─── EXERCISE INPUTS ───

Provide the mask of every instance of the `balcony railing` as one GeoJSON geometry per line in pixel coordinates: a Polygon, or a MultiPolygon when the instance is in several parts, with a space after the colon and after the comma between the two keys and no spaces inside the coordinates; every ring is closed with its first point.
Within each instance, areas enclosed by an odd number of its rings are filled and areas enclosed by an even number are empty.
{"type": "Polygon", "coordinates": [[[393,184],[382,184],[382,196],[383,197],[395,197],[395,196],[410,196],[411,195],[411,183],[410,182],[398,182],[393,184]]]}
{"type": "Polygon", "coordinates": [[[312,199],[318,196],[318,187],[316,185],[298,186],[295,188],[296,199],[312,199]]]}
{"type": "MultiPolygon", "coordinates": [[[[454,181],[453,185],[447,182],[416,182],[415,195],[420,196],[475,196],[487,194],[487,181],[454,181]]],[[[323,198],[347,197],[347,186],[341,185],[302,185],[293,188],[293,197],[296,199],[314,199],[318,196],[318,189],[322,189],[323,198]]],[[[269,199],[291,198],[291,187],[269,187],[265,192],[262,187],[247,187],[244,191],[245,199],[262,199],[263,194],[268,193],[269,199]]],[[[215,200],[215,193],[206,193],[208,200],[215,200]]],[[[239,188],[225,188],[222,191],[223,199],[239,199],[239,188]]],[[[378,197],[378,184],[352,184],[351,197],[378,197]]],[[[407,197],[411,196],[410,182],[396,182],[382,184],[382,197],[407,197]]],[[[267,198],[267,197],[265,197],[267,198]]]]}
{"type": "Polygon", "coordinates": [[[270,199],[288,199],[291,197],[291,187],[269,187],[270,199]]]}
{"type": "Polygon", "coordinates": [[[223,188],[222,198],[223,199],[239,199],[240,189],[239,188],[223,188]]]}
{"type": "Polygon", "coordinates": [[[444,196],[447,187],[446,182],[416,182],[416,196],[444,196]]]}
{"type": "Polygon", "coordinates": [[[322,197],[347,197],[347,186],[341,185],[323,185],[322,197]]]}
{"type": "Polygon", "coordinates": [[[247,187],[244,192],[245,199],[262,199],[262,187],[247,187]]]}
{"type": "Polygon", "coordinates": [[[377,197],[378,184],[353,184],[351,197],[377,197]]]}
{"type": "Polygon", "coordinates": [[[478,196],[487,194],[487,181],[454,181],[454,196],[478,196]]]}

───

PROMPT:
All the entries should be output exactly as given.

RESULT BELOW:
Provide the mask of every instance of the `balcony railing` as one GeoJSON geometry per line in pixel coordinates: a Polygon, or a MultiPolygon when the instance is in several parts, with a space after the colon and after the comma between the two keys and no spaces inside the coordinates; every ring is closed with its first point.
Within each instance, areas enclosed by an odd number of its rings are filled and areas enclosed by an even number are empty.
{"type": "Polygon", "coordinates": [[[393,184],[382,184],[382,196],[383,197],[395,197],[395,196],[410,196],[411,195],[411,183],[410,182],[398,182],[393,184]]]}
{"type": "Polygon", "coordinates": [[[312,199],[318,196],[318,187],[316,185],[298,186],[295,188],[296,199],[312,199]]]}
{"type": "MultiPolygon", "coordinates": [[[[454,181],[453,185],[447,182],[416,182],[415,195],[420,196],[475,196],[487,194],[487,181],[454,181]]],[[[323,198],[347,197],[347,186],[341,185],[302,185],[293,188],[293,197],[296,199],[314,199],[318,196],[318,189],[322,189],[323,198]]],[[[269,199],[291,198],[291,187],[269,187],[265,192],[262,187],[247,187],[244,191],[245,199],[262,199],[263,194],[268,193],[269,199]]],[[[215,200],[215,193],[206,193],[208,200],[215,200]]],[[[239,188],[225,188],[222,191],[223,199],[239,199],[239,188]]],[[[378,197],[378,184],[352,184],[351,197],[378,197]]],[[[407,197],[411,196],[410,182],[396,182],[382,184],[382,197],[407,197]]],[[[267,198],[267,197],[265,197],[267,198]]]]}
{"type": "Polygon", "coordinates": [[[270,199],[288,199],[291,197],[291,187],[269,187],[270,199]]]}
{"type": "Polygon", "coordinates": [[[223,188],[222,198],[223,199],[239,199],[240,189],[239,188],[223,188]]]}
{"type": "Polygon", "coordinates": [[[444,196],[447,187],[446,182],[416,182],[416,196],[444,196]]]}
{"type": "Polygon", "coordinates": [[[322,197],[347,197],[347,186],[341,185],[323,185],[322,197]]]}
{"type": "Polygon", "coordinates": [[[247,187],[244,192],[245,199],[262,199],[262,187],[247,187]]]}
{"type": "Polygon", "coordinates": [[[377,197],[378,184],[353,184],[351,197],[377,197]]]}
{"type": "Polygon", "coordinates": [[[478,196],[487,194],[487,181],[454,181],[454,196],[478,196]]]}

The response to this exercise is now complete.